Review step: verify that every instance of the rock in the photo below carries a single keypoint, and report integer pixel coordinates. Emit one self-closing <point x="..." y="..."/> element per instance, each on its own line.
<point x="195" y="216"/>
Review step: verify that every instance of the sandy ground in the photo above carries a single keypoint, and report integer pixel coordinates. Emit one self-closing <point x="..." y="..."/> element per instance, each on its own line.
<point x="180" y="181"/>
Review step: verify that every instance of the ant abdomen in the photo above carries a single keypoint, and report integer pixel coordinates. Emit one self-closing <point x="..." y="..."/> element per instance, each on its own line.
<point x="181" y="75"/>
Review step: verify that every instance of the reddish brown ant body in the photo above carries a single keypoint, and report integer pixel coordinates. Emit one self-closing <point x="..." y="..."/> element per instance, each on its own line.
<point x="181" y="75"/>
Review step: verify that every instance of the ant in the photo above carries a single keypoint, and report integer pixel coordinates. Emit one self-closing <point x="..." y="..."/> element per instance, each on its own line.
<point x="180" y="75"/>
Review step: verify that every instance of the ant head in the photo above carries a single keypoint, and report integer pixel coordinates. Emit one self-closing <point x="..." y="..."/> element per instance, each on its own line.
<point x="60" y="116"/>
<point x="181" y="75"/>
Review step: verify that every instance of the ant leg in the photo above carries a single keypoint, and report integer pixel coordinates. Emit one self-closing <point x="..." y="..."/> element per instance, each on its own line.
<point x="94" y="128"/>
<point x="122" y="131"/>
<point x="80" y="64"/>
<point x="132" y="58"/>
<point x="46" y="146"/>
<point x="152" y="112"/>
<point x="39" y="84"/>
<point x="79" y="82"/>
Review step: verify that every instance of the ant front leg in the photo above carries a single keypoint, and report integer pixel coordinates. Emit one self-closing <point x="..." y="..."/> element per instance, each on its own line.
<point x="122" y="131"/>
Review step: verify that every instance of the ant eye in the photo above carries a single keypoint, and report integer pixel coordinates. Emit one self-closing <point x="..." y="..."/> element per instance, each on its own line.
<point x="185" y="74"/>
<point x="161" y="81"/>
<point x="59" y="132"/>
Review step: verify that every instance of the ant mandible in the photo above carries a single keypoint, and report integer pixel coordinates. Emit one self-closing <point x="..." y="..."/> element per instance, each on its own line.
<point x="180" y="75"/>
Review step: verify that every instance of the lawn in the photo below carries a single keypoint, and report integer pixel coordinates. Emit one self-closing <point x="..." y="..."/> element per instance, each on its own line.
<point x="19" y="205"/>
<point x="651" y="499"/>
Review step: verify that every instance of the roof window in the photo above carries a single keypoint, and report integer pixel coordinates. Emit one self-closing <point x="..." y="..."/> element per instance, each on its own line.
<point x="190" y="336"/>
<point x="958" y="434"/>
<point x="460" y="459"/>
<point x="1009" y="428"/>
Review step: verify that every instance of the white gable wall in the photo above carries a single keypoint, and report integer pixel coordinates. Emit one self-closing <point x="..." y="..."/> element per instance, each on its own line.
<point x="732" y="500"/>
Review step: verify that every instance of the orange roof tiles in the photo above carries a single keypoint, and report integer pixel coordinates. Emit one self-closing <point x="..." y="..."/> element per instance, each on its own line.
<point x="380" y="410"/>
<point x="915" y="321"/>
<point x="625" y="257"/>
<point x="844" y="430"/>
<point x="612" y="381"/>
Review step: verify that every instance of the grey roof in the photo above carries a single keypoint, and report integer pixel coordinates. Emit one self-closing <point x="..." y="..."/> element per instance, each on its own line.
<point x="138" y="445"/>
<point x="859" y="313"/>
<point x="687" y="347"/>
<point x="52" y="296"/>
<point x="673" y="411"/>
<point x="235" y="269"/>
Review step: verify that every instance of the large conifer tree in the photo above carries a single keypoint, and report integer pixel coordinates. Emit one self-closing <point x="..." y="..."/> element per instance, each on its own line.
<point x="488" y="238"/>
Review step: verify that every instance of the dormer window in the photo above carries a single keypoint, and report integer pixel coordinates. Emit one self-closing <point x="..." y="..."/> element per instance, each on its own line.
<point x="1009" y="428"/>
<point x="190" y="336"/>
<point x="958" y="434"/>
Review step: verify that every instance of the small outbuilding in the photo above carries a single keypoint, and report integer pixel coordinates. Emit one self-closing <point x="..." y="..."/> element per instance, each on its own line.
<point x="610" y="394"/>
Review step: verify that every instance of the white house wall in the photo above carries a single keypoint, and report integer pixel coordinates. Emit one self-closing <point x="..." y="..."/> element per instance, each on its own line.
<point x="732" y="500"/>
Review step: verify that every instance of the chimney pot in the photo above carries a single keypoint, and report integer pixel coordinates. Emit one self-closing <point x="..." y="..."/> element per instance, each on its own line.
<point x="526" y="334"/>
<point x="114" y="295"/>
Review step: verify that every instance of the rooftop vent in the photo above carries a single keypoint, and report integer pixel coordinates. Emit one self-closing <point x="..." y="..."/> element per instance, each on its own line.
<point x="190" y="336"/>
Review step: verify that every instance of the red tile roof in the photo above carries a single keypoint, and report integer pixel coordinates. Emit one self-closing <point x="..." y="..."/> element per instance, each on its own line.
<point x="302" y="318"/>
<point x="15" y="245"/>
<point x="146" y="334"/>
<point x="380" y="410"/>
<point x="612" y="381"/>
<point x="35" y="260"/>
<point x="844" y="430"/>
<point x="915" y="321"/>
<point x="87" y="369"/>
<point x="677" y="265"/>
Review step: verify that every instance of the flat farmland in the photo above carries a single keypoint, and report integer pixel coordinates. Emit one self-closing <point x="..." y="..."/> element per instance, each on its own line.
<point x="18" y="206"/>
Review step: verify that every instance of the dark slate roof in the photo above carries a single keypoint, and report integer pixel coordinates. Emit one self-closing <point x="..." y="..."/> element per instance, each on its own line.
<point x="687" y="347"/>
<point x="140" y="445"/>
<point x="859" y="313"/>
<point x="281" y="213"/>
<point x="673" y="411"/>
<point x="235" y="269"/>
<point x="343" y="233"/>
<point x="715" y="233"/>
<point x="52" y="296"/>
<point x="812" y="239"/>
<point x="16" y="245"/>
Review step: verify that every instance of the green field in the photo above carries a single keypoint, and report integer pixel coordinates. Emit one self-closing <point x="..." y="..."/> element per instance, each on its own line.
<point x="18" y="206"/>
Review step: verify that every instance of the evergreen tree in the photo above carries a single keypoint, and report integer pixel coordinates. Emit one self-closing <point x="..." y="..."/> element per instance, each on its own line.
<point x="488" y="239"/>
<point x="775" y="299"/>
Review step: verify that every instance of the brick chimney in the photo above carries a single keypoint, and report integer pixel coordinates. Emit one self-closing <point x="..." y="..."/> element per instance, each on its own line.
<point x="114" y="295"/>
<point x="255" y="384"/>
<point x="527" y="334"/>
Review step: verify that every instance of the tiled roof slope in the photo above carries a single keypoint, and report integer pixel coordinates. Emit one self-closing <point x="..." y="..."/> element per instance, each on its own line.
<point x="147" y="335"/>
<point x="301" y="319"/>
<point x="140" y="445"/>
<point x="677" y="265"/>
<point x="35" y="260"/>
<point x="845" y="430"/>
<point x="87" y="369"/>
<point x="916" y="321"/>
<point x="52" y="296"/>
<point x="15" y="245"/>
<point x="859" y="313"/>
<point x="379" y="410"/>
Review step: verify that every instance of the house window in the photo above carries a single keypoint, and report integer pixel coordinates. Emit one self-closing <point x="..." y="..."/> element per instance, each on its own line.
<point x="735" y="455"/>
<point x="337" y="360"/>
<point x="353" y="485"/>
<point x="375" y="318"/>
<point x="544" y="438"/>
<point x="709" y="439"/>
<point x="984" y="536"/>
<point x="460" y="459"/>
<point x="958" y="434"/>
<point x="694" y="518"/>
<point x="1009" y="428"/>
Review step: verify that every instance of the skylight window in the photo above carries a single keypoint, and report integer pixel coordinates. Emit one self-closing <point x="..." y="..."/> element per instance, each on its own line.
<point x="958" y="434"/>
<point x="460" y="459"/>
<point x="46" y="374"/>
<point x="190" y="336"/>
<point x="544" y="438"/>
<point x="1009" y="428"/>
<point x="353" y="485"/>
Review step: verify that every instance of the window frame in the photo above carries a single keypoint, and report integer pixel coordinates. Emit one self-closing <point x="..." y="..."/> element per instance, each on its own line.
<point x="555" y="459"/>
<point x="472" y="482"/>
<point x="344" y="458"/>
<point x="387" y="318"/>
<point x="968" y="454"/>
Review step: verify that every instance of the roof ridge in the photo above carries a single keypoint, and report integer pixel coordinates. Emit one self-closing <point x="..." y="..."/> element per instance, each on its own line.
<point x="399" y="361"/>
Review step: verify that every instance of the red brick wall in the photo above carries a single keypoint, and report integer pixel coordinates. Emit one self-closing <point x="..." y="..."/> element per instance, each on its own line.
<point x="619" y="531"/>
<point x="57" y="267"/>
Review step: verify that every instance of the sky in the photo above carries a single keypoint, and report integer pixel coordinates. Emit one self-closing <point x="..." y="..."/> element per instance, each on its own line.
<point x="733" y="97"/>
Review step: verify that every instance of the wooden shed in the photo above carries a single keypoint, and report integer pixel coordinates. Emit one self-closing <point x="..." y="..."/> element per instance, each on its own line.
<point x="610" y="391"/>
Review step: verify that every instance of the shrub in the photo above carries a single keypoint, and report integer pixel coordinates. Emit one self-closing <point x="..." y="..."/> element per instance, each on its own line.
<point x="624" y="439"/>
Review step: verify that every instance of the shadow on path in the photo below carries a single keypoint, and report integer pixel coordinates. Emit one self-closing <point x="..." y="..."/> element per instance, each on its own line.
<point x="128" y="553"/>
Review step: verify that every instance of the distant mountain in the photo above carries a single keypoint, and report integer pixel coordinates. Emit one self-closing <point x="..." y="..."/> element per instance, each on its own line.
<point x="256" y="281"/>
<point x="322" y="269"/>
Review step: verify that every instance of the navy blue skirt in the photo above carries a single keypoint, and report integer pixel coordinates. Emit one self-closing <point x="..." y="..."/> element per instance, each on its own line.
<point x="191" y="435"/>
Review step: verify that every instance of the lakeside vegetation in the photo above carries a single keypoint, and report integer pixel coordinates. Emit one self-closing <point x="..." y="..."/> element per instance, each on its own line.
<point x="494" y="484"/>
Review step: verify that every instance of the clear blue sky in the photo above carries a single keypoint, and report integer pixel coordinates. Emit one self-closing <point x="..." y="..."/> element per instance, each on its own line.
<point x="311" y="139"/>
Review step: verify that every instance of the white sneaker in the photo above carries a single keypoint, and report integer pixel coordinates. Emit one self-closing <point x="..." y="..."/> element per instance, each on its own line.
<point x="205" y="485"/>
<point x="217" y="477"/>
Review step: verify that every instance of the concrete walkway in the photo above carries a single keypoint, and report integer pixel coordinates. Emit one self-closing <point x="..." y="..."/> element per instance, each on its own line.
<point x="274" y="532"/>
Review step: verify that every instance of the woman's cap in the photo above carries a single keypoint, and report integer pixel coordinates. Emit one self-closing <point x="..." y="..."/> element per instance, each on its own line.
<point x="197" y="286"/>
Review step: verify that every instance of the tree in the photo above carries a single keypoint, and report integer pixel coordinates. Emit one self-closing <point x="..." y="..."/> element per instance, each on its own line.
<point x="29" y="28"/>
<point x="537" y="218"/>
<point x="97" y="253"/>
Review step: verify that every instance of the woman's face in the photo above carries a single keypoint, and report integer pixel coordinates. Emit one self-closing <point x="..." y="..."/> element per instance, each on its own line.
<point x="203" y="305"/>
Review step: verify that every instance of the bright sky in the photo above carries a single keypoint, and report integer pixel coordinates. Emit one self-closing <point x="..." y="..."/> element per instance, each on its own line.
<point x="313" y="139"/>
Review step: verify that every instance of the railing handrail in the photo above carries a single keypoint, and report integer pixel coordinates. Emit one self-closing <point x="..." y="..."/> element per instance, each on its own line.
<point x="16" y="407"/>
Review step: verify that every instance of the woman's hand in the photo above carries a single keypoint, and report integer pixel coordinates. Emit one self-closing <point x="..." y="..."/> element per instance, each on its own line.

- _THE TASK_
Starting from the line containing "Review step: verify that every instance of the railing" and ending with the final line of the data, reproduce each line exactly as it appears, including no other lines.

- _SOLUTION TO THE EXERCISE_
Review step: verify that every instance of the railing handrail in the photo above carries a single keypoint, and report integer pixel coordinates. Emit one self-closing <point x="..." y="..."/> element per instance, each on its own line.
<point x="16" y="407"/>
Review step: verify that every instance of the woman's hand in the photo above carries a single keypoint, and report integer pixel coordinates. Emit one self-closing <point x="..." y="..."/> element per instance, each on its own line.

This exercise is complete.